--- Extracted records Enclosed Below ---

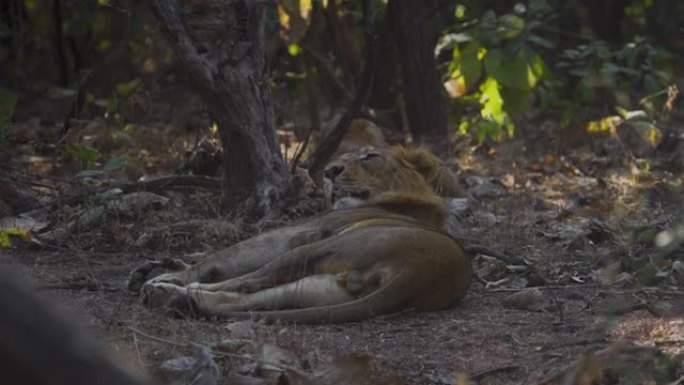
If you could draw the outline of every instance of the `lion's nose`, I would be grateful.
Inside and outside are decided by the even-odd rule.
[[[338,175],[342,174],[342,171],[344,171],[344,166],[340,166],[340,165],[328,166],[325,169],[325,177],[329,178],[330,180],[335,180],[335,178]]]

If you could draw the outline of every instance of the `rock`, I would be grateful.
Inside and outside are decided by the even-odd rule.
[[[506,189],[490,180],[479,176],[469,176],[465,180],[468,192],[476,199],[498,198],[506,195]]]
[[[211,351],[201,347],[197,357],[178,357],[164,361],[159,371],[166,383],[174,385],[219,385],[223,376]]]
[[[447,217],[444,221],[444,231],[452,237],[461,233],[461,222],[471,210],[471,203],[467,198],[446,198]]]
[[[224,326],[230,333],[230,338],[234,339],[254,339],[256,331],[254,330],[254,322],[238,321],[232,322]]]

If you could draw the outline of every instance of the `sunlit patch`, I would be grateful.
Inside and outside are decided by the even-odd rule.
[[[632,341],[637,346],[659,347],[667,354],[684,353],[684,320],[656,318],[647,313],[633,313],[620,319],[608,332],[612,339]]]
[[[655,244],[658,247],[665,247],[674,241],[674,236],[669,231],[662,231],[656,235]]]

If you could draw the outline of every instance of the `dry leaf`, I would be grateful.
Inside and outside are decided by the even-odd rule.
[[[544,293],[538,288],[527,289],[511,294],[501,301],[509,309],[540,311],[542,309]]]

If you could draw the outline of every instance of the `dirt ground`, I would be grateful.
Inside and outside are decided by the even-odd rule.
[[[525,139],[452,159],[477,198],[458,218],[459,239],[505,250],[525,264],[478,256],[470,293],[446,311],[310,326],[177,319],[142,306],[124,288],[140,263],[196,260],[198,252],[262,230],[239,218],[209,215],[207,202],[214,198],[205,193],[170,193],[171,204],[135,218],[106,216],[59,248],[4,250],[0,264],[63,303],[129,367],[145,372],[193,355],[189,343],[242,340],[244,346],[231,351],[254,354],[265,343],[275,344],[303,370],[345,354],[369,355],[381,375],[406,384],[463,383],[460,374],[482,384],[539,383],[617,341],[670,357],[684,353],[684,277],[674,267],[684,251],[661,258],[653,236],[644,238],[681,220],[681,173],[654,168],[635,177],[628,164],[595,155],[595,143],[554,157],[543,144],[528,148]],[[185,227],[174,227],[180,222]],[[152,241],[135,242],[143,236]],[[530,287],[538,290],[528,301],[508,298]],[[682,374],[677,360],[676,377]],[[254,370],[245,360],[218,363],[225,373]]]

--- End of Enclosed Extracted records ---
--- Extracted records Enclosed Below ---

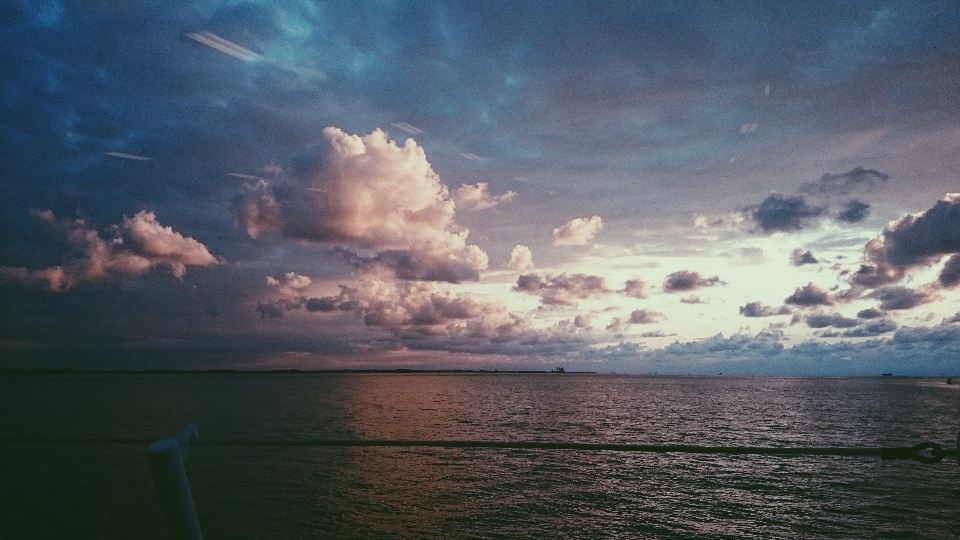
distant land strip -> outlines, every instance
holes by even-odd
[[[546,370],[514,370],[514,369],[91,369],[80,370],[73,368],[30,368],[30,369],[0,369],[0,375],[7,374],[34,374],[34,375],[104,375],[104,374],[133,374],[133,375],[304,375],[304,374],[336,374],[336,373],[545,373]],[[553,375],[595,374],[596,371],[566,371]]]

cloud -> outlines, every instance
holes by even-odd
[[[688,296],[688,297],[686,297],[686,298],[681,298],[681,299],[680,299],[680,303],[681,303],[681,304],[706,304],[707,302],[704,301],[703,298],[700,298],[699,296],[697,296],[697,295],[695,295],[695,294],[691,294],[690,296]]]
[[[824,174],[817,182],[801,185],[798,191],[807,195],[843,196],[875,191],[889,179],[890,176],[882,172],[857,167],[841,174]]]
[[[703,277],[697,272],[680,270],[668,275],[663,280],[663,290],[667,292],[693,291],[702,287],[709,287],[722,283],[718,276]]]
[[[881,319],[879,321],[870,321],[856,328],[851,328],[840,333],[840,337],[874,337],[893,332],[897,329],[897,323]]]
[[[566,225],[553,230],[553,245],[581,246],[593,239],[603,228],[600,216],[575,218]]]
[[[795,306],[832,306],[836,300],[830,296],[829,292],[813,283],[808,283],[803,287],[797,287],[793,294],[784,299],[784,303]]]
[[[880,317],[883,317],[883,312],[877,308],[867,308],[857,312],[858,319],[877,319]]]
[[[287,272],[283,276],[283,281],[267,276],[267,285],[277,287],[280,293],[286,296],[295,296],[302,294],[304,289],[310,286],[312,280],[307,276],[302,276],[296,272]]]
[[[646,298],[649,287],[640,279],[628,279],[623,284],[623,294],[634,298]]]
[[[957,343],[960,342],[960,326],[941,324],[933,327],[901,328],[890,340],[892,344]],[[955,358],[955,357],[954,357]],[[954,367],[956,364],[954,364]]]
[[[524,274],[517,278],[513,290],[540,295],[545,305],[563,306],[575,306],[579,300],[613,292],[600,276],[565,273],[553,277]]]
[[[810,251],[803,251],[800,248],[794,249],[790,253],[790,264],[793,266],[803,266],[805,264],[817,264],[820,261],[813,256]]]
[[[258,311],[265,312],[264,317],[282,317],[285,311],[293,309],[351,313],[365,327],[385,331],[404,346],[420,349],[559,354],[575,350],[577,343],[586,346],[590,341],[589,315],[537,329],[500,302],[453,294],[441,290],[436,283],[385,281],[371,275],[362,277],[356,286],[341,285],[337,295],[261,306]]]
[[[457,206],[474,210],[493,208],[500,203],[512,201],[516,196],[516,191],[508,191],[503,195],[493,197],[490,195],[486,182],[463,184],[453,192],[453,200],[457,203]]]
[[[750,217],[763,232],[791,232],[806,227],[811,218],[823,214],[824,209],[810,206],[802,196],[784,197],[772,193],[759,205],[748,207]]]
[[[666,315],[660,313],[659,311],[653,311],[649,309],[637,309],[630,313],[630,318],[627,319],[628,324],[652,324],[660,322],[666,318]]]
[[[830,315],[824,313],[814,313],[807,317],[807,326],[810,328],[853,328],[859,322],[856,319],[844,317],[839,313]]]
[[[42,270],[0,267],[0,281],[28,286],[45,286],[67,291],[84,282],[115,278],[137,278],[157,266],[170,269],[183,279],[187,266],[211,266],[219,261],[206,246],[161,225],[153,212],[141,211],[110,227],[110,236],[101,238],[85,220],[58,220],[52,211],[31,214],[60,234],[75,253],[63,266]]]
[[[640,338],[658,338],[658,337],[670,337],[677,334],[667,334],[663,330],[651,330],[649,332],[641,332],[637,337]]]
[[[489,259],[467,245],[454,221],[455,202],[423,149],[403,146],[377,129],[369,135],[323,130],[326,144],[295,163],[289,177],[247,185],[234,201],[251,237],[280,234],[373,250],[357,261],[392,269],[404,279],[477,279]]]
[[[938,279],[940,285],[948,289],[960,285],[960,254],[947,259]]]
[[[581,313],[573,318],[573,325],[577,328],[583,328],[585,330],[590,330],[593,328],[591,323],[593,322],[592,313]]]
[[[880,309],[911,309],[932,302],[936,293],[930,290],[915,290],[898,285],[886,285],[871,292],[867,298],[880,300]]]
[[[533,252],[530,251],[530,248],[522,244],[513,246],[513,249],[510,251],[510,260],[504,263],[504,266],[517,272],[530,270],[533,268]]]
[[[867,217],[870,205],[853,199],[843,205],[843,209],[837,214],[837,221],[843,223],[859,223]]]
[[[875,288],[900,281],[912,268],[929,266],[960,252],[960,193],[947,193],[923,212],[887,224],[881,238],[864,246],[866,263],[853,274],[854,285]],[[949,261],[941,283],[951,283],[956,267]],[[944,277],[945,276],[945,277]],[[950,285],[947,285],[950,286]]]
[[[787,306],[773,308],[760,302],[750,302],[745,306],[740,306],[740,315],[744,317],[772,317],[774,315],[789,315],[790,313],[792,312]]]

--- End of Enclosed Extracted records ---

* About this exercise
Search the records for the word "every". Copy each line where it appears.

* Written solution
If you could draw the outline of every instance of the `lion's nose`, I would be grateful.
If you could draw the outline of every instance of the `rock`, I would be grateful.
If you could draw the outline of every instance of the `sunlit patch`, I would be grateful.
If you could draw the outline of every instance of the `dry leaf`, I would be grateful.
If you could draw the outline of every instance of the `dirt ground`, I would be grateful.
distant land strip -> outlines, every instance
cloud -> outlines, every instance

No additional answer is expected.